Texto dado
• • • • • • •
Otra etapa vital

Aun no me he mudado y ya añoro lo que más me gusta de vivir aquí. En la noche, el canto de los grillos, el ruido sordo de los coches en el asfalto de la N-340, los ladridos de los perros lejanos de las masías y la luna pasando desde un lado a otro de la casa hasta quedar enmarcada en la ventana de mi habitación. El silencio, solamente interrumpido por los niños visitantes, durante la temporada estival.

El tren, dejó de pasar y se han llevado las vías, los postes y hasta las piedras.

Fotos superiores en 2017, fotos inferiores en 2023.

Nos vamos por donde hemos venido y acabo el año, afrontando cambios que ni me asustan ni me incomodan. No tengo apegos. No me afano en acumular. Soy nómada, de alguna forma, sigo de gira, hay mucho que descubrir y también que apreciar en perspectiva, hacia atrás y hacia delante. Acabo una etapa vital, alejada de toda actividad artística profesional, en esta zona de Miami-Platja.

Hemos perdido a mi suegro, a mi cuñado,  a mi madre y a mi perro Droopy. Hemos pasado la pandemia y el confinamiento, con espacio y aire libre. Mi cuerpo se ha desprendido de la vesícula biliar y el doctor García Almagro, junto a su magnífico equipo, me ha puesto una perfecta prótesis de cadera y próximamente con el comienzo de 2024, me pondrá la otra. Confío plenamente en él y en el proceso de recuperación.

He podido terminar y publicar mi libro, aquí. Solamente me han hecho salir las presentaciones del libro, 4 funerales y un duelo que vuelve a repintar la escena, cuando contemplo el lugar que ocupó Droopy el día que lo llevamos a dormir. Algunas urgencias y visitas médicas. Escapadas a Barcelona, Salou, Tarragona, Cambrils y Zaragoza. Almuerzos de camionero con mi marido y mi hermano. Peluquería y compras semanales. Visitas al veterinario.
• • • • • • •
Datos proporcionados
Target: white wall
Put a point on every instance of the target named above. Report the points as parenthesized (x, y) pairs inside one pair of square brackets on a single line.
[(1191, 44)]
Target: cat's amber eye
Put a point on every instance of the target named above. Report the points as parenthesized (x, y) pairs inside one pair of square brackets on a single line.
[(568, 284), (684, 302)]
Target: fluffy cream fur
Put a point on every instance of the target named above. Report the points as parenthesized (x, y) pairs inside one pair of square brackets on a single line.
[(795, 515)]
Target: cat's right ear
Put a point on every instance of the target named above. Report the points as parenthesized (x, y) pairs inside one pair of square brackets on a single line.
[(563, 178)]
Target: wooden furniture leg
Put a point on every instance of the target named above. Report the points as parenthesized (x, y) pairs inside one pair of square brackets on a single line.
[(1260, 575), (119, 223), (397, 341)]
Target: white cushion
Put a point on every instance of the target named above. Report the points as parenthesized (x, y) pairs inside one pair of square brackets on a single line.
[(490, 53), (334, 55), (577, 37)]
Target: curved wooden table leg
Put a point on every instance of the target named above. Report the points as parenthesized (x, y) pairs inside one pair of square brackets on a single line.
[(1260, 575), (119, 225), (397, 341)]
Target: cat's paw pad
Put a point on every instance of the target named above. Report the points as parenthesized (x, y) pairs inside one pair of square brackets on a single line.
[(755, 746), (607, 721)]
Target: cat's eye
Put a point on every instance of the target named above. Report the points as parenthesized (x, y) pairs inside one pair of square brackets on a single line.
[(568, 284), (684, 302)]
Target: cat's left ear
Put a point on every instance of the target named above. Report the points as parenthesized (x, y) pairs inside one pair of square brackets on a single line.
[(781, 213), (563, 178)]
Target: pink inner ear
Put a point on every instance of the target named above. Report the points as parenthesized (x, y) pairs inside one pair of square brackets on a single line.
• • • • • • •
Instrucción de trabajo 1
Reproduce al pie de la letra el fragmento del texto dado que va desde "Aun no me he" hasta "hasta las piedras.".
Instrucción de trabajo 2
Escribe la continuación del texto sobre la despedida de Miami-Platja a partir de su última oración.

Respuesta 1
Aun no me he mudado y ya añoro lo que más me gusta de vivir aquí. En la noche, el canto de los grillos, el ruido sordo de los coches en el asfalto de la N-340, los ladridos de los perros lejanos de las masías y la luna pasando desde un lado a otro de la casa hasta quedar enmarcada en la ventana de mi habitación. El silencio, solamente interrumpido por los niños visitantes, durante la temporada estival.

El tren, dejó de pasar y se han llevado las vías, los postes y hasta las piedras.

Respuesta 2
Vida tranquila para una mente inquieta. También hemos recibido, con el amor que hay para todos, a quienes han venido a pasar unos días con nosotros.

Esta casa y este terreno no me quieren, son hostiles. No es una invención. Todo comenzó con las ratas que se colaron entre el tejado y el techo en la primavera. La reacción a sus pulgas. El propietario se portó muy bien para poder solucionarlo pero también nos costó lo nuestro y, vaya, ahora una alergia ambiental a la mayoría de los árboles que me rodean y otros factores propios del lugar, inevitables, me han decidido a marchar. No había pasado tanto estrés en la vida como en estos últimos meses.

Donde no me quieren, no me quedo, no insisto y tampoco quiero que me encuentren a faltar. No me va la nostalgia, pero saber que no voy a escuchar los grillos me produce desazón al igual que aceptar que tampoco escucharé el mar en las horas de temporal.

Dejo dos vecinas estimadas Chus y Jossette.

Dejo la visión desde el salón de un olmo que no da peras, los pinos y cipreses desde la ventana donde escribo y me despido de las llamas de la leña ardiendo en la chimenea.

Dejo desde hace días, muchos enseres en la basura. Y también he regalado cosas que no voy a volver a usar. Dejo plantas y flores, como dice mi marido: ‘Allá donde vamos, dejamos algo de nosotros mismos’. Dejo el dolor que siento por los compañeros y amigos que lo están pasando mal por la salud y por quienes han fallecido.

Doy mis vinilos y videos VHS de musicales en adopción, serán más apreciados en sus nuevos hogares.

Todo esto se lleva 2023 y con ello queda mucho espacio mental, emocional y físico.

Vuelvo a la contemplación de cientos de ventanas iluminadas, en un ambiente urbano. Puede que incluso a socializar… vuelvo sin expectativas pero con ideas.

Os deseo Feliz Año Nuevo 2024, con este vals que he creado en mi Viena virtual. Será visible a partir del día 31 de diciembre a las 23´45. Es un regalo, desde la satisfacción creativa y, como tal, su propósito es ser compartido.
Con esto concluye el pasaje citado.